*WHAT YOU SHOULD DO*: Reproduce every item below word for word, leaving out the pictures.

*SUPPLIED DATA*:
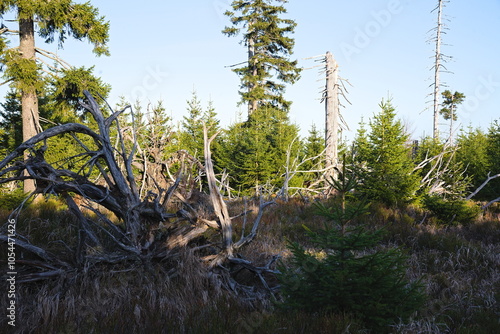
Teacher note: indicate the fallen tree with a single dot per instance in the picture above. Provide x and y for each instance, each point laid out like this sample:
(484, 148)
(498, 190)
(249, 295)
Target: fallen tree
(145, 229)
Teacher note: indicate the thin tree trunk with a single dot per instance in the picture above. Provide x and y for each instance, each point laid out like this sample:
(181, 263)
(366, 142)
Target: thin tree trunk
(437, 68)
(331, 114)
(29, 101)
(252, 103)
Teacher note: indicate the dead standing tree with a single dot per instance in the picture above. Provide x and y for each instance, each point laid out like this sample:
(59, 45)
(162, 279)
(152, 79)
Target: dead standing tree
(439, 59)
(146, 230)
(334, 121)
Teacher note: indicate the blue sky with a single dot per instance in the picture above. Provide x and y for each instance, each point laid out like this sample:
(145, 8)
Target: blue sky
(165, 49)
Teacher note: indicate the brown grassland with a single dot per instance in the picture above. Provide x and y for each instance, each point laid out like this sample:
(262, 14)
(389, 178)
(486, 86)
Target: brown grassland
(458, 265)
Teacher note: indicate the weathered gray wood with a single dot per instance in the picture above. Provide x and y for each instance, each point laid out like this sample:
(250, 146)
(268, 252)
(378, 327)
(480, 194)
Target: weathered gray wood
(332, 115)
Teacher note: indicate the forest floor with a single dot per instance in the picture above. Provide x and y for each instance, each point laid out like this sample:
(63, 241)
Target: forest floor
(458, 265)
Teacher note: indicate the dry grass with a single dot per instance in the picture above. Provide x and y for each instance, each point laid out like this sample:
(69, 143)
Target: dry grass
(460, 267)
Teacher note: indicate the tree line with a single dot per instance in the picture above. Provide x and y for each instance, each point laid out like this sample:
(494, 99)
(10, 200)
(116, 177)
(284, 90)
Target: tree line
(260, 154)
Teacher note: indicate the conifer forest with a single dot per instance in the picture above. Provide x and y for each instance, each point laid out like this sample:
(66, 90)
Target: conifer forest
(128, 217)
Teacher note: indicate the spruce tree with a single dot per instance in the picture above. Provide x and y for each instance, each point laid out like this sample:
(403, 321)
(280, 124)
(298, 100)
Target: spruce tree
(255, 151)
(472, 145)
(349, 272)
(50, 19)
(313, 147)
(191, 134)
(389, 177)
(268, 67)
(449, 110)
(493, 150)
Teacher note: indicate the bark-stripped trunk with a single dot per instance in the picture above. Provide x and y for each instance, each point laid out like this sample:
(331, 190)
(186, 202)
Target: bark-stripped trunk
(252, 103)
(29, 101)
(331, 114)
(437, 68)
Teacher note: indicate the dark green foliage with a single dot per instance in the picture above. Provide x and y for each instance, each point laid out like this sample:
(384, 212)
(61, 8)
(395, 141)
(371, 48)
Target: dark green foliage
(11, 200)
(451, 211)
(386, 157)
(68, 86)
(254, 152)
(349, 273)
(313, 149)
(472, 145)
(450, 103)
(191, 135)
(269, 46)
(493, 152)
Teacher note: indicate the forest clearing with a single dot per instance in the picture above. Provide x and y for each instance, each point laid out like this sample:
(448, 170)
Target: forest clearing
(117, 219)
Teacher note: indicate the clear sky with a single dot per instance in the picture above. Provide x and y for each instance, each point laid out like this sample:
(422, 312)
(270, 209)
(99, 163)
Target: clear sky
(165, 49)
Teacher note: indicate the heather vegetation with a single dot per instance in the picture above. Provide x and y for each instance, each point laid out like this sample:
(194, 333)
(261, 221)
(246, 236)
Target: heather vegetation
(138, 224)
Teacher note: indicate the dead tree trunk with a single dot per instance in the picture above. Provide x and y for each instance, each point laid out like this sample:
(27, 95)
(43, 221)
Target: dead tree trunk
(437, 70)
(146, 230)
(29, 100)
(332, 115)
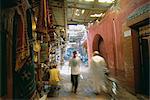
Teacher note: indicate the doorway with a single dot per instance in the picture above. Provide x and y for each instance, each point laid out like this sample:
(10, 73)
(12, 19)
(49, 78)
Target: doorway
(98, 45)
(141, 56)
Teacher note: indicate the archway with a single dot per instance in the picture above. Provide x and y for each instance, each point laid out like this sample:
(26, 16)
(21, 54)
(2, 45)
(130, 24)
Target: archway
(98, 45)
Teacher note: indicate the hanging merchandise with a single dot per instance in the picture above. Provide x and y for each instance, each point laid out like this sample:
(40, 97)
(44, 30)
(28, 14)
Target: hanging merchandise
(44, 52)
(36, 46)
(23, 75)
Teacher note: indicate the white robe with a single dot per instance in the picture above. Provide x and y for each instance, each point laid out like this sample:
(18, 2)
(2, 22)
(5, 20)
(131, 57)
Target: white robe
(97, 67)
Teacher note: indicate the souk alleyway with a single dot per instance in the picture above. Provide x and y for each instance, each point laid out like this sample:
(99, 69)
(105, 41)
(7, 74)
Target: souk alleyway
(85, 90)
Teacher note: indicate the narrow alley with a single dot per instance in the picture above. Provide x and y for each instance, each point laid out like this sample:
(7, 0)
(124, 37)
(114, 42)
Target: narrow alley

*ANSWER BELOW*:
Teacher note: indicate the fallen tree with a single dot per instance in the picture above. Provide x and y for each instance, each point laid out like this sample:
(484, 148)
(498, 190)
(249, 295)
Target: fallen tree
(145, 229)
Teacher note: indicate the thin tree trunk with a single dot per instance in the picture above. Provide x and y for each instance, each point laid out like this sample:
(181, 263)
(366, 142)
Target: thin tree trunk
(437, 68)
(331, 114)
(29, 101)
(252, 103)
Teacher note: indicate the dead standing tree with a single dot per instance in the picture above. Provide x and y for each instance, each point laid out like this sample:
(59, 45)
(162, 279)
(152, 79)
Target: dead standing tree
(439, 59)
(146, 230)
(334, 121)
Teacher note: indicate the blue sky with a single dot per instance in the picture above. Provide x and y for each instance, each point laid out like this sample:
(145, 8)
Target: blue sky
(165, 49)
Teacher note: indicate the brown grassland with a single dot per instance in the picture above. Provide x and y for each instance, each point laid out like this sample:
(262, 14)
(389, 178)
(486, 86)
Target: brown grassland
(458, 265)
Teacher note: indicate the weathered gray wood with a single dot per instance in the picture above. Provide x and y for each instance, each point laid out like this sample:
(250, 146)
(268, 252)
(378, 327)
(480, 194)
Target: weathered gray wood
(332, 115)
Teacher note: indicate the forest floor with a single dot per instance in the picture above. Provide x and y for each instance, each point laid out like this sample:
(63, 241)
Target: forest floor
(458, 265)
Teacher note: indicate the dry grass with a single dot per instance in the picture above. Provide x and y for each instance, each point laid out like this sample:
(69, 143)
Target: dry grass
(460, 267)
Teacher note: indicate the tree line with a single dot per instance in the picture above. Provide x and y for each instance, each point laid out like this sample:
(494, 99)
(10, 200)
(116, 177)
(284, 90)
Target: tree line
(260, 154)
Teacher note: indicate the conifer forest with a single dot per instance in the picture above. Provide x and y for each instance, each point laid out like this sample:
(66, 90)
Target: conifer forest
(128, 217)
Teacher note: indicate the spruce tree with a single dot per instance in the picture above. Provide x and y for each instance, each point laid out like this sample:
(403, 321)
(280, 124)
(298, 100)
Target: spruce tree
(255, 151)
(472, 145)
(349, 272)
(50, 19)
(313, 147)
(191, 134)
(389, 177)
(268, 67)
(449, 110)
(493, 150)
Teacher note: indicate the bark-stripped trunk with a single dot per instance in the picture above. Provide x and y for each instance, each point laid out like this sample:
(331, 190)
(186, 202)
Target: bark-stripped trunk
(252, 103)
(29, 101)
(331, 114)
(437, 68)
Teacher note: indicate the dark green foliage with a single dot per instance in the picture above. Provide x and y for each instance, each point laid out like this sample:
(384, 212)
(61, 8)
(395, 141)
(371, 48)
Target: dark green foliage
(11, 200)
(451, 211)
(386, 157)
(68, 86)
(254, 152)
(349, 273)
(313, 149)
(472, 145)
(450, 103)
(191, 135)
(269, 46)
(493, 152)
Teacher note: indicate the forest clearing with a single dot per instance in the picture above. Provide x and y for each instance, each point laid out like this sample:
(448, 170)
Target: forest clearing
(117, 219)
Teacher note: indicate the clear sky with a single dot per instance in the picture above. Provide x and y for each instance, each point laid out like this sample:
(422, 312)
(270, 209)
(99, 163)
Target: clear sky
(165, 49)
Teacher note: indicate the heather vegetation with a single dot per instance in the picture above. Provide x and y for each instance, each point laid out like this sample:
(194, 333)
(261, 221)
(246, 236)
Target: heather vegetation
(138, 224)
Teacher note: indicate the dead tree trunk with a single dot per instance in the picture above. Provide x and y for each instance, each point laid out like this sample:
(27, 95)
(43, 221)
Target: dead tree trunk
(437, 70)
(146, 230)
(29, 100)
(332, 115)
Teacher note: indicate the doorway with a single dot per instance in the picture above. Provide x and y for each instance, each point laid out like this sample:
(10, 73)
(12, 19)
(49, 78)
Target: doorway
(98, 45)
(141, 56)
Teacher note: indicate the archway with a single dot per instance in the picture above. Provide x and y for each instance, each point laid out like this sample:
(26, 16)
(21, 54)
(2, 45)
(130, 24)
Target: archway
(98, 45)
Teacher note: indicate the hanging merchandise with a single dot per instance in the picture above. Provide x and y for each instance, each point laid out like this sample:
(40, 97)
(44, 30)
(28, 14)
Target: hanging merchandise
(44, 52)
(36, 46)
(23, 75)
Teacher note: indicate the white robe with a single dot per instance in the picture above. Provide x and y for each instance, each point laid out like this sample:
(18, 2)
(2, 22)
(5, 20)
(131, 57)
Target: white robe
(97, 67)
Teacher note: indicate the souk alleyway with a single dot per instance in the picture above. Provide x and y for each instance, each point laid out like this sample:
(99, 69)
(105, 41)
(7, 74)
Target: souk alleyway
(85, 90)
Teacher note: indicate the narrow alley with a single dot per instance in the picture above. Provide x and y for each instance, each point laid out like this sample:
(7, 0)
(124, 37)
(114, 42)
Target: narrow alley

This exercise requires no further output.